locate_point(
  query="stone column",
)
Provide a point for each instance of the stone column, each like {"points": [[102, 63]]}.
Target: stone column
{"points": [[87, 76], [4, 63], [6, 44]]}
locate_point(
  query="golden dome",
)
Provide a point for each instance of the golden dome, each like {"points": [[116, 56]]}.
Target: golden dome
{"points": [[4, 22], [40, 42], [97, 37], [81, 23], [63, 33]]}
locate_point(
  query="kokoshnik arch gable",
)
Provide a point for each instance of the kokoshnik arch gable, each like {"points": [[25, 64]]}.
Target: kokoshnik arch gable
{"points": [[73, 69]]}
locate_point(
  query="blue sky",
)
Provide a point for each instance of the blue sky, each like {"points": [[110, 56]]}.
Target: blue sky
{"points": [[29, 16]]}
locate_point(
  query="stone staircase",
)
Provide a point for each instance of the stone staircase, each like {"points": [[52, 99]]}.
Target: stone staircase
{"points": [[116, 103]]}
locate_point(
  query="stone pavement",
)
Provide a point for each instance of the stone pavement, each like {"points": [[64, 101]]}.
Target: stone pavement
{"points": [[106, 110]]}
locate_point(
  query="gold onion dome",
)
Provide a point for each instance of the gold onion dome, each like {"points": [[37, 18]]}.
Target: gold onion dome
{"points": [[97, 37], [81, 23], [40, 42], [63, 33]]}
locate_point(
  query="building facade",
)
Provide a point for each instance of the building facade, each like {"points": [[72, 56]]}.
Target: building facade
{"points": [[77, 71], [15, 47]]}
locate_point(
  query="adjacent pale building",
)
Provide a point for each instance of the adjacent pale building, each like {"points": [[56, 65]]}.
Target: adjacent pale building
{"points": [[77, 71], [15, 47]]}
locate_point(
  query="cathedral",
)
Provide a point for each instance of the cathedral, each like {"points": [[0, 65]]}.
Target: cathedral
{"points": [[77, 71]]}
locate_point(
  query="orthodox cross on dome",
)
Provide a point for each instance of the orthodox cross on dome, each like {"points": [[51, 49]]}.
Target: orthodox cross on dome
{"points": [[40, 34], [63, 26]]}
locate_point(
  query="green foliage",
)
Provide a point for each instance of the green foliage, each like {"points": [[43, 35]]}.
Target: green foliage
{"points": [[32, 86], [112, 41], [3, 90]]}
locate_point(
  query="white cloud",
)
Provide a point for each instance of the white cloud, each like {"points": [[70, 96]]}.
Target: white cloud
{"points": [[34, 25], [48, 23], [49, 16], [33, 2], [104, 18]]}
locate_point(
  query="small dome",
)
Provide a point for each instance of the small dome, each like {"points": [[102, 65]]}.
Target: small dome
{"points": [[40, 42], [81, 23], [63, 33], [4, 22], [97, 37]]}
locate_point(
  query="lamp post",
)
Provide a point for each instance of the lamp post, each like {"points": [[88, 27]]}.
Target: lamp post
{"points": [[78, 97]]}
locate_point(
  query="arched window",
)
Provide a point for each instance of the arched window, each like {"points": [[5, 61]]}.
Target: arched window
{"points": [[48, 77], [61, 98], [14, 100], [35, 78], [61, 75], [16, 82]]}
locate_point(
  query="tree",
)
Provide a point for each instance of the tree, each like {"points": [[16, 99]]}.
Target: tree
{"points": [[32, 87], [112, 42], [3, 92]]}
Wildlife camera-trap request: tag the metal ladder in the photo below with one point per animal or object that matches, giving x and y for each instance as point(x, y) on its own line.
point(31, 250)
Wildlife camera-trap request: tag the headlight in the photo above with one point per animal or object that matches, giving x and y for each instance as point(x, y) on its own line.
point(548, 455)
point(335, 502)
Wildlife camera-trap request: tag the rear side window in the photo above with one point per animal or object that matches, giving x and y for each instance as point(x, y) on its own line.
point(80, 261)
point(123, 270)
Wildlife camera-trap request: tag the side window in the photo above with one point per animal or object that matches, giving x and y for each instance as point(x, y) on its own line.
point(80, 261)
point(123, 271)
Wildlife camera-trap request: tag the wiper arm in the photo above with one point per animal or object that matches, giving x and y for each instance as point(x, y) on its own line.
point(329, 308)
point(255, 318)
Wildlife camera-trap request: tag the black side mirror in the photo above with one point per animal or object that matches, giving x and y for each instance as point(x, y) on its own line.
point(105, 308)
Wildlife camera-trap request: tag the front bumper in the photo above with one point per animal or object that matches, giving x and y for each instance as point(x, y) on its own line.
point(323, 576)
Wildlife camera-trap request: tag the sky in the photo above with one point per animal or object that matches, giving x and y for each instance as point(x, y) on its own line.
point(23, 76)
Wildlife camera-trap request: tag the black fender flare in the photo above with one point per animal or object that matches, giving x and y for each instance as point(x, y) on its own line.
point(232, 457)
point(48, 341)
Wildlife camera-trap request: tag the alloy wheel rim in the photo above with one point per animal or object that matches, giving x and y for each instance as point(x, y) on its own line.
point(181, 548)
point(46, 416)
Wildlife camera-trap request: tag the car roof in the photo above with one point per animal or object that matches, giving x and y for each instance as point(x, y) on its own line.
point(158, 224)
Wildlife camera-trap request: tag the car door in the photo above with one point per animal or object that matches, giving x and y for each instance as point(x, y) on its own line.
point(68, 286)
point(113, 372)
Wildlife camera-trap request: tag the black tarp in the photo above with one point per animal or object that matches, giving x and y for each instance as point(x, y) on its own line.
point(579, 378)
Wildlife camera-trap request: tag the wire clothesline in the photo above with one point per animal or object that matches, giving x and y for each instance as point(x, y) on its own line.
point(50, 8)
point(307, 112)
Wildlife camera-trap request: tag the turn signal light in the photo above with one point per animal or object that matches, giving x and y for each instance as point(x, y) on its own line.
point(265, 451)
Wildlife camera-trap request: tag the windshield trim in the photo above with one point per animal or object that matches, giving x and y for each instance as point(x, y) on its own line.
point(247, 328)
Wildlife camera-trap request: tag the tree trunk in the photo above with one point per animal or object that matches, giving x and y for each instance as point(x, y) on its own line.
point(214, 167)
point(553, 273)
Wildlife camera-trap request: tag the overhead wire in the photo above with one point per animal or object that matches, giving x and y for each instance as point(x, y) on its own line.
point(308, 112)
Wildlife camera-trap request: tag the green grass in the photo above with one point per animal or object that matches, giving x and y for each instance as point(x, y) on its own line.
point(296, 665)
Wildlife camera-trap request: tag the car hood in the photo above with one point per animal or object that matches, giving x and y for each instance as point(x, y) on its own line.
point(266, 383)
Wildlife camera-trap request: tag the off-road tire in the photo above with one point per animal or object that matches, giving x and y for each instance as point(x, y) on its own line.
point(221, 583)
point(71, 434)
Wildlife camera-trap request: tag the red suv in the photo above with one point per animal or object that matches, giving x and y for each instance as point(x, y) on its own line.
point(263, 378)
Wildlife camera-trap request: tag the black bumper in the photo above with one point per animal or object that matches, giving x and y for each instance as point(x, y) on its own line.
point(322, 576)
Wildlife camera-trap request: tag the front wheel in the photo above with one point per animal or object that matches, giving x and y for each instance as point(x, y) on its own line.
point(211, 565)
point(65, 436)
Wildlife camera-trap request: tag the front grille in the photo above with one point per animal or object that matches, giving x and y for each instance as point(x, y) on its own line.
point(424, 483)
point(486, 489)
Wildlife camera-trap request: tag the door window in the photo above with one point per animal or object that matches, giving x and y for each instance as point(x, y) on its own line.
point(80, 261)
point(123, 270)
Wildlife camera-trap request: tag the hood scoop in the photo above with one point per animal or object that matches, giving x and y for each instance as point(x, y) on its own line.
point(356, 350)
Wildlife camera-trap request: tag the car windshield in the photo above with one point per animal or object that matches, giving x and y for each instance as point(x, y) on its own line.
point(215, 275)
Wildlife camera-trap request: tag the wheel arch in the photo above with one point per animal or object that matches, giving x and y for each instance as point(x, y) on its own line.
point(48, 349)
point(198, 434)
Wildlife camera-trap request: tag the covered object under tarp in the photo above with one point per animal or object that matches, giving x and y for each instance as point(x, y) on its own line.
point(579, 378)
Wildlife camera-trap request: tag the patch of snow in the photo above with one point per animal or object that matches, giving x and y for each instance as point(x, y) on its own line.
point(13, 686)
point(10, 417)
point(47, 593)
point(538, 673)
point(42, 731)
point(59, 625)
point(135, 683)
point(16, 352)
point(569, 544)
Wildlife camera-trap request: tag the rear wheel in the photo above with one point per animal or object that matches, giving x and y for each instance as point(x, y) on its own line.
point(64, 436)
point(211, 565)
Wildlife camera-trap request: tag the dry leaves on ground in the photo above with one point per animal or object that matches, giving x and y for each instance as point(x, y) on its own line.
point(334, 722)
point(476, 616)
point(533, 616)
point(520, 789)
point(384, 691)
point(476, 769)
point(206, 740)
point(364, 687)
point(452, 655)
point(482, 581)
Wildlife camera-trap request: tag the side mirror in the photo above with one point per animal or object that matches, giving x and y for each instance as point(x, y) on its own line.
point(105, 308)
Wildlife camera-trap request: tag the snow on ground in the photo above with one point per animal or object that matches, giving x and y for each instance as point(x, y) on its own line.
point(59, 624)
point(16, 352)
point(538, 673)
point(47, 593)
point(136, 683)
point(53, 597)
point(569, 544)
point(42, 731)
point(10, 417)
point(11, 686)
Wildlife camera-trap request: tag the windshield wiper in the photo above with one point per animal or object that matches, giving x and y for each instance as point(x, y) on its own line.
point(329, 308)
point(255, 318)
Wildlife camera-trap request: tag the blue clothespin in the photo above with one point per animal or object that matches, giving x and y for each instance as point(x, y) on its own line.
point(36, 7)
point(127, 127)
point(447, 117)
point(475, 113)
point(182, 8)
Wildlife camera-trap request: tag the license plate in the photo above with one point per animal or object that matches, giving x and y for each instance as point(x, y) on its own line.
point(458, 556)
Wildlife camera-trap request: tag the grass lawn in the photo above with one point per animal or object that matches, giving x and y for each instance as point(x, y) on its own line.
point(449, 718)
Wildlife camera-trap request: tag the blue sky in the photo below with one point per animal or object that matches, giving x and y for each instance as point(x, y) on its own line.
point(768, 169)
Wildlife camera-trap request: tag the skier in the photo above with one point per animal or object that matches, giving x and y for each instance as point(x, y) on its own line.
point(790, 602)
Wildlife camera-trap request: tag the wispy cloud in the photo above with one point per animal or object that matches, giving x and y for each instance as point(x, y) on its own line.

_Task instructions_:
Set down the lines again without change, from the line with "Wildlife camera-trap request: tag the side mirror" to the line with "point(449, 718)".

_Full answer_:
Wildlife camera-trap request: tag the side mirror in the photo above with one point per animal or object that matches, giving x and y for each instance as point(x, y) on its own line.
point(105, 308)
Wildlife camera-trap request: tag the snow on ground in the photo above with one point per animal or object that matches, giving x and y for each instance as point(x, y) on its own line.
point(59, 624)
point(16, 352)
point(538, 673)
point(47, 593)
point(136, 683)
point(53, 597)
point(569, 544)
point(42, 731)
point(10, 417)
point(11, 686)
Wildlife camera-trap request: tag the windshield wiper in the photo above with one point per animal or object that matches, giving x and y for each instance as point(x, y) on its own line.
point(329, 308)
point(255, 318)
Wildlife camera-trap request: tag the blue clothespin in the photo above with one point per animal or object that matches, giving x and y for each instance as point(x, y) on its own line.
point(36, 7)
point(127, 127)
point(447, 117)
point(475, 113)
point(182, 8)
Wildlife camera-trap request: tag the license plate in the photo above with one point per animal or object that matches, giving x and y for each instance as point(x, y) on its own line.
point(458, 556)
Wildlife camera-trap request: tag the grass lawn in the photo above with one point per animal or object that matches, giving x and y for each instance as point(x, y) on its own line.
point(449, 718)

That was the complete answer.